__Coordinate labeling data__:
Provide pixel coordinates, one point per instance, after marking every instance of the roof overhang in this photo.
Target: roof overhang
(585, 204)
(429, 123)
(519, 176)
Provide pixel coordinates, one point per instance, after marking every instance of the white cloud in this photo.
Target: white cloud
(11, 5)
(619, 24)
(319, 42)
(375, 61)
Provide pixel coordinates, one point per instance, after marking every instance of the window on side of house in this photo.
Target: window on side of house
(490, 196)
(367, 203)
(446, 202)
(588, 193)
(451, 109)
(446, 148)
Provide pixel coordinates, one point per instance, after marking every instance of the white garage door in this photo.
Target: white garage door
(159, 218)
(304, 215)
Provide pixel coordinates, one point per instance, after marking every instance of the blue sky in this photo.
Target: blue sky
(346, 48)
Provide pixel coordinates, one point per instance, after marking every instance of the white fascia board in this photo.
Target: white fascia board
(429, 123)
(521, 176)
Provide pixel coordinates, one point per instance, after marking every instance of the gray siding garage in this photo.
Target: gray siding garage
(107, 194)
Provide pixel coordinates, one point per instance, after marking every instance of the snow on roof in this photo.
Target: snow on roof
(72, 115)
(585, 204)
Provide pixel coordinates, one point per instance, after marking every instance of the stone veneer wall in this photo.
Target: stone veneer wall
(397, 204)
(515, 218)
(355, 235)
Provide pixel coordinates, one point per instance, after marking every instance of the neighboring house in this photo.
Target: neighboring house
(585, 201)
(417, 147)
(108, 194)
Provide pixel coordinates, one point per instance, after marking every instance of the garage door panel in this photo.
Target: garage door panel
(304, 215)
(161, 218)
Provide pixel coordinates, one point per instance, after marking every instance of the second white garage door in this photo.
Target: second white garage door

__Given problem__:
Rewrite every line of the entries above as a numbered list, dropping any blank lines.

__Result of this exercise__:
1. Provide pixel coordinates, one point per instance, after marking every instance of the roof overhang in this photo.
2. Target: roof overhang
3. (585, 204)
4. (429, 123)
5. (519, 176)
6. Provide pixel coordinates, one point per instance, after marking every instance of the white cloud in this photo.
7. Target: white cloud
8. (11, 5)
9. (619, 24)
10. (319, 42)
11. (375, 61)
12. Provide pixel coordinates, one point per instance, after marking every instance of the window on side of house in this photo.
13. Target: window on side of house
14. (490, 196)
15. (367, 203)
16. (446, 202)
17. (588, 193)
18. (451, 109)
19. (446, 148)
20. Provide pixel coordinates, one point per instance, after marking every instance of the white garage door in this photo.
21. Target: white garage door
22. (159, 218)
23. (304, 215)
24. Provide pixel coordinates, one point per instance, after marking every instance of the blue sky in this photo.
25. Target: blue sky
26. (346, 48)
27. Provide pixel coordinates, one point per instance, after marking every instance of the white fascia board in this photo.
28. Target: white fascia board
29. (429, 123)
30. (521, 176)
31. Provide pixel coordinates, one point per instance, after marking every instance of the gray siding garage in this photo.
32. Target: gray siding garage
33. (107, 194)
34. Provide pixel coordinates, one point per instance, after marking every instance of the snow on roof in this photo.
35. Target: snow on roof
36. (72, 115)
37. (585, 204)
38. Provide pixel coordinates, one point per instance, after marking every instance of the stone veneer wall in this photo.
39. Target: stone veneer wall
40. (397, 204)
41. (515, 218)
42. (355, 235)
43. Provide pixel coordinates, one point per instance, after marking every instance of the neighboring house in this photo.
44. Target: neighboring house
45. (585, 201)
46. (417, 147)
47. (108, 194)
48. Provide pixel coordinates, one point per instance, after marking every instance of the garage door panel in this photo.
49. Target: garage door panel
50. (304, 215)
51. (161, 218)
52. Provide pixel coordinates, one point per instance, after marking every instance of the second white garage door in this photo.
53. Target: second white garage door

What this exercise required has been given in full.